EXCERPT TO READ >>
HZ incidence in the general population is 4/1000 PY [3]. In this study, even in those patients who received AP for more than 1 year, HZ incidence rate was 22.6/1000 PY (95% CI 13.8, 33.6), demonstrating the increased HZ risk in auto-HSCT patients even with AP prescriptions. This estimate was similar to Truong et al. [23] who found the rate of VZV reactivation with extended 12-month antiviral prophylaxis was 2% or 20/1000. It is not known whether patients took their antiviral medication or only filled their prescriptions. However, given the dose–response effect seen with HZ incidence and days supply of AP prescriptions, we assume that at least some auto-HSCT patients were compliant.

Consistent with previous studies [25,26,27], our study found that younger and male patients had a lower risk of HZ than older and female patients, respectively. Johnson et al. [23] found that HZ incidence monotonically increased with age from 0.86 (95% CI 0.84–0.88) for those aged ≤19 –12.78 (95% CI 12.49–13.07) for patients ≥80 years, as well as a lower HZ incidence in men compared to women (3.66%, 95% CI 3.62–3.69 vs. 5.25%, 95% CI 5.21–5.29) across all age groups. Our study also found that patients with a history of myocardial infarction had a significantly higher risk of HZ than patients who did not have a history of myocardial infarction. Further research is needed in this regard.

DATA LISTING >>
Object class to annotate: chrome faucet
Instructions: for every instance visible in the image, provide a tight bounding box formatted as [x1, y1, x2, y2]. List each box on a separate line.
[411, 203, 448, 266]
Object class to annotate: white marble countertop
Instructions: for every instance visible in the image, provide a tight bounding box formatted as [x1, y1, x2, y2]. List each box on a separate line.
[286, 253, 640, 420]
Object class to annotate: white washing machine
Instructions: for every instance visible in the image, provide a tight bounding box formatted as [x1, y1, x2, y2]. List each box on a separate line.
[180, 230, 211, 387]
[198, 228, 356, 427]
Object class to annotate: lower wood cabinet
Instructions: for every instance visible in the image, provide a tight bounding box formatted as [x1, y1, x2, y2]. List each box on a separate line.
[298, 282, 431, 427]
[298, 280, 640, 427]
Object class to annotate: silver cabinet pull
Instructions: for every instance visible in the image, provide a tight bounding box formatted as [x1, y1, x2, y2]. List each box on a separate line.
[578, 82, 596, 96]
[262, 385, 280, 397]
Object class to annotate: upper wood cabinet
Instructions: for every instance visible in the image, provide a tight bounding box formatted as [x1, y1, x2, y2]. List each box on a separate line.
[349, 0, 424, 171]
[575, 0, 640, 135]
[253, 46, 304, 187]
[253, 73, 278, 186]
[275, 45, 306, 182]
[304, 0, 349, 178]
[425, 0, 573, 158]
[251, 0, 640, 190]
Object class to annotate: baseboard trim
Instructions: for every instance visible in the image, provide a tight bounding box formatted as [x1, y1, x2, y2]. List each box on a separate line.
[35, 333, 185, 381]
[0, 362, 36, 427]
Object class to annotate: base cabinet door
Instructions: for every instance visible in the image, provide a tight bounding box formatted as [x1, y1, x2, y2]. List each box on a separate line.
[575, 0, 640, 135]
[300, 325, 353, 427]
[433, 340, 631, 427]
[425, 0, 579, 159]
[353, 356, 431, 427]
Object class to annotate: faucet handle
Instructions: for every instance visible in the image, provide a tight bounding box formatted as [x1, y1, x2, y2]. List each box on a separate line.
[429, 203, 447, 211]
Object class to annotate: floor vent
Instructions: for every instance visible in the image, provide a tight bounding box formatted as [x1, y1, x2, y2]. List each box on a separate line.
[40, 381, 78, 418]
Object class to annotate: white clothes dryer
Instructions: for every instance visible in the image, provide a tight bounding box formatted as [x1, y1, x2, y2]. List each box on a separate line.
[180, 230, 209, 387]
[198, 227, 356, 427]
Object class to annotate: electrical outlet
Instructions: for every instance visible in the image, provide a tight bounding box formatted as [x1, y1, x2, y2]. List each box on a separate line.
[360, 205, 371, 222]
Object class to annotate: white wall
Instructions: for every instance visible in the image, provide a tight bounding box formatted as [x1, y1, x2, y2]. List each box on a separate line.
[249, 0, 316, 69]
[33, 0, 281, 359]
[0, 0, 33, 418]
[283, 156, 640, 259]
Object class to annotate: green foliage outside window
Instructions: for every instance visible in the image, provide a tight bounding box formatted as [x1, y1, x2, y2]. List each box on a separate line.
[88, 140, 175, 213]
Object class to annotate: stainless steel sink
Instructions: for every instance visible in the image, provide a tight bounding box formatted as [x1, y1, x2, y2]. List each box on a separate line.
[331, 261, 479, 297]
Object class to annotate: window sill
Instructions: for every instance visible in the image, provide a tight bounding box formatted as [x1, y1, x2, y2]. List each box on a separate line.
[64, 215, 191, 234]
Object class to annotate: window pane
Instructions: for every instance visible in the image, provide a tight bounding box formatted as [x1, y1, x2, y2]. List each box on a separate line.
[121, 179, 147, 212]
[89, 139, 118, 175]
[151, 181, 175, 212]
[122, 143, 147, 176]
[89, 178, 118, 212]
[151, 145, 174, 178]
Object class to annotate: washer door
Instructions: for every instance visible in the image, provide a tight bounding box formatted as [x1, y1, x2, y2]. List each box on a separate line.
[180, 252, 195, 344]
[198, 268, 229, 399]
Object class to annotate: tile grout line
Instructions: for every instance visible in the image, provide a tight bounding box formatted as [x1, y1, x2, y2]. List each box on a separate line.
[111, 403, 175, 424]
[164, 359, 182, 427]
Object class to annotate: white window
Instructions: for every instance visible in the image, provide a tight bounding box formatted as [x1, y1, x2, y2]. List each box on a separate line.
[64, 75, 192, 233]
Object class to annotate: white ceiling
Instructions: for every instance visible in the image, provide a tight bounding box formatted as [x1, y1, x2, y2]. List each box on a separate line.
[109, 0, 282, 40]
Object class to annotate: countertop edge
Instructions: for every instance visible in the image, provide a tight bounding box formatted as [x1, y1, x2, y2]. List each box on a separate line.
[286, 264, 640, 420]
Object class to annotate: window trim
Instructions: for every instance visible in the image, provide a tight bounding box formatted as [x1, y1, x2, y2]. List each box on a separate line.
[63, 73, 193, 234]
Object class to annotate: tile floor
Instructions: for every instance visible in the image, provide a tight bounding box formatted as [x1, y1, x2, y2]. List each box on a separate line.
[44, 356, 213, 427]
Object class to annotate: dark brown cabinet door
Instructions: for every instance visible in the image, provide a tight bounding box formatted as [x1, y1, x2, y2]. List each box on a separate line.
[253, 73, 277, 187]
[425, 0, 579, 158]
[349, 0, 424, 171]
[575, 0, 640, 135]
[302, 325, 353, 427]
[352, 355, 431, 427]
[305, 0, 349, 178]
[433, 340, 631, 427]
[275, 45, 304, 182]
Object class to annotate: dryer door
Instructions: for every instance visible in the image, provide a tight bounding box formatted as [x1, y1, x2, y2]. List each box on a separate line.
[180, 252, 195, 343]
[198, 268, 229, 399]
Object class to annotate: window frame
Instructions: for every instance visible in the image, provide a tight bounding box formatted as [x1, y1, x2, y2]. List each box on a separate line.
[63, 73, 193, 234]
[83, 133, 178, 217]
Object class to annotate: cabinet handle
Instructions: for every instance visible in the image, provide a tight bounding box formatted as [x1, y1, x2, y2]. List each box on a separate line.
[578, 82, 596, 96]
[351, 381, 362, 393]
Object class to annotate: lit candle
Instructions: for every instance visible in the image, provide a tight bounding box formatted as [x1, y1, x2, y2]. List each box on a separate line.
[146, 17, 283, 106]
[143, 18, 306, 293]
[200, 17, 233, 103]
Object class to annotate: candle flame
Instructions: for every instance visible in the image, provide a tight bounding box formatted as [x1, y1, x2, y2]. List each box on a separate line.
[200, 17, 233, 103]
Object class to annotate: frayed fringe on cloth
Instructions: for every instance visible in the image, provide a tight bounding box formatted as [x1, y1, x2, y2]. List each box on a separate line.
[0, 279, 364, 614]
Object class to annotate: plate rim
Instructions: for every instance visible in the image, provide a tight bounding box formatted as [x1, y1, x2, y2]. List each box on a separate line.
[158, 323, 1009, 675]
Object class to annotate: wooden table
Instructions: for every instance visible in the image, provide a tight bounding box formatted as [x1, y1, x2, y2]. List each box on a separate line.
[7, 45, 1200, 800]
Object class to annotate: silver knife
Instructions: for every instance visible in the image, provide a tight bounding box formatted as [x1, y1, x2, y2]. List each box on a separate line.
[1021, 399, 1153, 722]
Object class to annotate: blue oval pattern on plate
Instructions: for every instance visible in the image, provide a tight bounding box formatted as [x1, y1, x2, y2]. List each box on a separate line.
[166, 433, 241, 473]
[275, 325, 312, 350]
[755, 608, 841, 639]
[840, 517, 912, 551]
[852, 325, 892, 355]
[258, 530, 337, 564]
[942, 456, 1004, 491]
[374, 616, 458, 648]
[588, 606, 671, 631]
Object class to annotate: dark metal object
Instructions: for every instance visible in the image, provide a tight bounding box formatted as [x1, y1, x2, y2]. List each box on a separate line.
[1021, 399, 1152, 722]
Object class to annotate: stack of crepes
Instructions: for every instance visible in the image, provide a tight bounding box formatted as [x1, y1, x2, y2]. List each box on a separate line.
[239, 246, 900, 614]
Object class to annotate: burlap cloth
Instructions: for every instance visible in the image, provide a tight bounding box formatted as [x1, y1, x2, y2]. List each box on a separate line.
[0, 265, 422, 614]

==

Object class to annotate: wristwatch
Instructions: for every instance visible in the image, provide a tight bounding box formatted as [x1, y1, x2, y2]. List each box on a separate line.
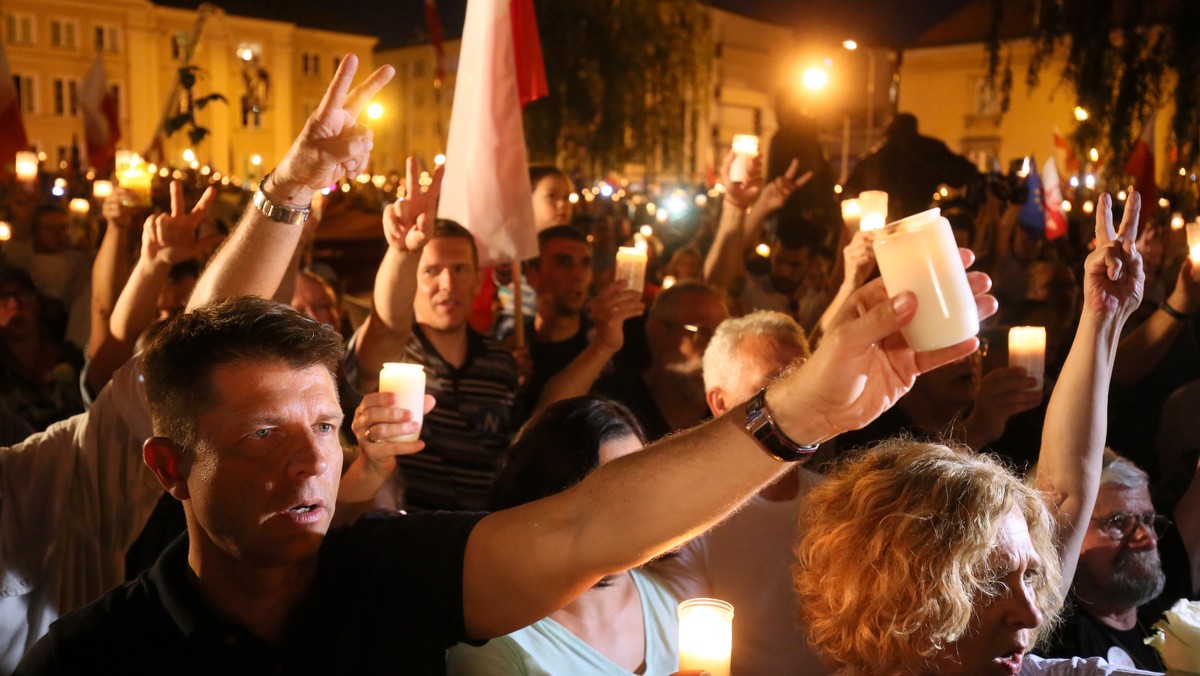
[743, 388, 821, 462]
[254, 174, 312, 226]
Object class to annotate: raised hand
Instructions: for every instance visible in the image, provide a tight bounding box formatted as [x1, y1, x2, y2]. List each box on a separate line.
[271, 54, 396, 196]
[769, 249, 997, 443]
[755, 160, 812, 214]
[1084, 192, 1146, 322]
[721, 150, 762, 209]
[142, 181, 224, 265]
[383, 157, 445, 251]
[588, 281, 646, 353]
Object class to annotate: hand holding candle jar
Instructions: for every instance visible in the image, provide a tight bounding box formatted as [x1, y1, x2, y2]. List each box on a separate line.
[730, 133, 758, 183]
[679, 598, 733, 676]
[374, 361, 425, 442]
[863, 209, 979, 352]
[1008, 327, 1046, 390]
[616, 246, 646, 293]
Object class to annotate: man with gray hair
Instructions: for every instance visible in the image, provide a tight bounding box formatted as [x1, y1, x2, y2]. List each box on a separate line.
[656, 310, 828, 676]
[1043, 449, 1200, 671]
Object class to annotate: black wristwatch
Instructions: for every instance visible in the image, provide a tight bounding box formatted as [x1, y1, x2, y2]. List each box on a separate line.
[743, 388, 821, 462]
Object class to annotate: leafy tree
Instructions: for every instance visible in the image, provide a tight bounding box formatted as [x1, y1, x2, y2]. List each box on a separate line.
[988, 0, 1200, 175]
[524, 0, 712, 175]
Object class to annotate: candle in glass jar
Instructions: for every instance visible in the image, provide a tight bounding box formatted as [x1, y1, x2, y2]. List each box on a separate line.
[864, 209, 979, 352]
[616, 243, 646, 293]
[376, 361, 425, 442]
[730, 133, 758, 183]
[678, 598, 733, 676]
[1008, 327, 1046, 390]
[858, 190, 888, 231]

YOUR GOAL >>
List every 95% confidence interval reported in the passage on HZ incidence, in the order they appear.

ANSWER SECTION >>
13.8, 33.6
0.84–0.88
12.49–13.07
3.62–3.69
5.21–5.29